Opening image: Matt and partner, Heather, lost on the high volcanic plains of South America.

“THE WORLD IS FULL OF PERSONS, ONLY SOME OF THEM HUMAN”: MATTY HANNON ON THE ROAD TO PATAGONIA

There’s a moment in The Road to Patagonia when Matty Hannon – protagonist, film maker, surfer – stands, surveying the damage to his kombi van, which has just flipped and rolled off a remote Alaskan highway. He’s unscathed, but in the background of the shot, transporting oil to Valdez, lies the Trans-Alaskan Pipeline. It’s a neat, if accidental, piece of symbolism: even in the wilderness, we’re never far from the long reach of exploitation.

 

At the start of Matt Hannon’s odyssey, he was hitching to the top of Alaska to pick up a motorbike and got a ride from a guy named Pete, who’d driven his kombi up from Detroit. Driving toward Fairbanks, Pete fell asleep and the kombi rolled on the Alaskan tundra. Both were unhurt, as, surprisingly, was the kombi.

Be it in the jungles of the Mentawais or the coastal scrub of Chile, the theme of taking – by corporations, governments and ideology – is central to the film. But there can be no taking without giving, and at the documentary’s heart is Matty’s deep commitment to something more tender, too – a generosity of spirit, of the collective and of nature. Arcing from pounding surf to environmental degradation, mental health and rebel resistance, the story is an unhurried, unpretentious look at how humans and the earth coexist. Surfboards strictly non-negotiable.

*Written exercise a*.
Please switch "photo" to "image" in the rows, from the line with "Point out the spectator" through the end of the rows, and return those lines with nothing else changed.
The article and the rows are unrelated material.

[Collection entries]
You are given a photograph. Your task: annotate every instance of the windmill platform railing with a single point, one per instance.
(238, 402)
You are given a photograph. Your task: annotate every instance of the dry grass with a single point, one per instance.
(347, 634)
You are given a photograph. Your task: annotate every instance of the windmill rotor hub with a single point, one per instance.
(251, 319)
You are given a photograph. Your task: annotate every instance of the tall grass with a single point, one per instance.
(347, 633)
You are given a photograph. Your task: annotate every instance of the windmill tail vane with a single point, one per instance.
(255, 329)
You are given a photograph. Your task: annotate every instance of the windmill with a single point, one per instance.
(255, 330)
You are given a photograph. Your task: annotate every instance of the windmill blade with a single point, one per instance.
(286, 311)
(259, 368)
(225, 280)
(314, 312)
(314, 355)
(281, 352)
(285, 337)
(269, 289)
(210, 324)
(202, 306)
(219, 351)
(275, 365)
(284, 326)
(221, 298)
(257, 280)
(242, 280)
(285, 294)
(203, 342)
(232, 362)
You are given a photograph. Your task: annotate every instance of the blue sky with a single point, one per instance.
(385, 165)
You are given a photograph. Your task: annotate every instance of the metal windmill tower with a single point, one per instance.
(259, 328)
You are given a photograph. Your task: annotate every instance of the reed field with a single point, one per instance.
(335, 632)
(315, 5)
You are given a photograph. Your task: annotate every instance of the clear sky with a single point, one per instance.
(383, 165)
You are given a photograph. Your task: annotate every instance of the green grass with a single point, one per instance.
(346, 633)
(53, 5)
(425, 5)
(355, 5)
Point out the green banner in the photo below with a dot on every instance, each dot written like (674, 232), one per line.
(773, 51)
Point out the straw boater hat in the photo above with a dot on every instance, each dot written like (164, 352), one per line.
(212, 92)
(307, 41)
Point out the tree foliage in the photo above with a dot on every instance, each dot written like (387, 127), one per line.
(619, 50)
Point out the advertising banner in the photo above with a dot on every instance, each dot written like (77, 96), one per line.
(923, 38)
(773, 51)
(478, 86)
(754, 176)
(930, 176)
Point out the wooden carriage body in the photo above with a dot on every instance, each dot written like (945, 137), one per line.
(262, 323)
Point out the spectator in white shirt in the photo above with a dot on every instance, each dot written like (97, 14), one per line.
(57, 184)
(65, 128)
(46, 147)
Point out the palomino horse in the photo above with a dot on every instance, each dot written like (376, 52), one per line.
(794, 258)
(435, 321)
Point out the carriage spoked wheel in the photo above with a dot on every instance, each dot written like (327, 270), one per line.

*Written exercise b*.
In the article, from which city had Pete driven his kombi up?

*Complete response a*.
Point out the spectator in white shirt in the image above with a dot on every instance, each dot written like (97, 14), one per line.
(57, 184)
(65, 128)
(46, 147)
Point out the palomino horse in the image above with a dot on every instance, each dot written like (376, 52), one per line.
(794, 258)
(435, 321)
Point out the carriage spoked wheel in the image above with a dot on every instance, each dot written like (327, 270), one per line.

*Complete response b*.
Detroit